### Source data
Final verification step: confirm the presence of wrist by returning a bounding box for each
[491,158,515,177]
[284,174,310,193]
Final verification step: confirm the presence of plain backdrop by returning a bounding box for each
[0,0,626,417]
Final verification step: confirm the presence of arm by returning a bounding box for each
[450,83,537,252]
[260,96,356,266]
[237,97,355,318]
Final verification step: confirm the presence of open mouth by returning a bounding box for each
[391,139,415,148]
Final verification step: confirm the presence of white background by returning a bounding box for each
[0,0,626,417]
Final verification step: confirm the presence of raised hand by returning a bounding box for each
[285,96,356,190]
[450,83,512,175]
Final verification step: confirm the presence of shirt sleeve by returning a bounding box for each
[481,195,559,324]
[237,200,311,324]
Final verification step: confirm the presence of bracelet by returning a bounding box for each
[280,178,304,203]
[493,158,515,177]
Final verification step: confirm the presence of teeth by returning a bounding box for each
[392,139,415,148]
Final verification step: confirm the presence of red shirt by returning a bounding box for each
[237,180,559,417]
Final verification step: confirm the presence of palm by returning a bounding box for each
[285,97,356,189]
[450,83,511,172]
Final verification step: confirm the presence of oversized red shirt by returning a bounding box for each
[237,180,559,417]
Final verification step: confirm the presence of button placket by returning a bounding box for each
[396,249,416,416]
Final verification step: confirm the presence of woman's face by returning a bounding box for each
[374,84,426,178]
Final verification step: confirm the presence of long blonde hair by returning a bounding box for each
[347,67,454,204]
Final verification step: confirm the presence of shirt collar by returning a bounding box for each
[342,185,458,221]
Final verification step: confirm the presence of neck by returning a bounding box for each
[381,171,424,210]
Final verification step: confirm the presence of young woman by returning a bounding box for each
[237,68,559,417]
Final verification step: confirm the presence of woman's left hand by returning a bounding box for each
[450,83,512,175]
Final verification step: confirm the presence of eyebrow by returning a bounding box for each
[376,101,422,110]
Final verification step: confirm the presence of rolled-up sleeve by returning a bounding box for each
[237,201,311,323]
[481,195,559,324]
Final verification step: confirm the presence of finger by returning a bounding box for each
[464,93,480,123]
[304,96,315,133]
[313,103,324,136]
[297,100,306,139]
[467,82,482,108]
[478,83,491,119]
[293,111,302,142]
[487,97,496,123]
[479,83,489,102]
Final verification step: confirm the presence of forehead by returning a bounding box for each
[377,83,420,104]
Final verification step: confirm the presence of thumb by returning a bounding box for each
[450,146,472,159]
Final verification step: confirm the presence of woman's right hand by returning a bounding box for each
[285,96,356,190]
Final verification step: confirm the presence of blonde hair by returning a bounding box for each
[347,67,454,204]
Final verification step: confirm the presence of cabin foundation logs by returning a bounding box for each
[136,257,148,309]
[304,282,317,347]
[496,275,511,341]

### What you should do
Print the records verbatim from the first line through the line that contains "[391,139,415,148]", including both ends.

### Worked answer
Final verification step: confirm the presence of wrist by returning a bounding box for each
[491,158,515,177]
[284,174,310,193]
Final verification step: confirm the presence of plain backdrop by returning a bounding box for each
[0,0,626,417]
Final verification step: confirm the presence of arm by returning a bounding box for each
[450,83,537,252]
[260,96,356,266]
[237,97,355,318]
Final verification step: confirm the presence of open mouth by returning a bounding box for each
[391,139,415,148]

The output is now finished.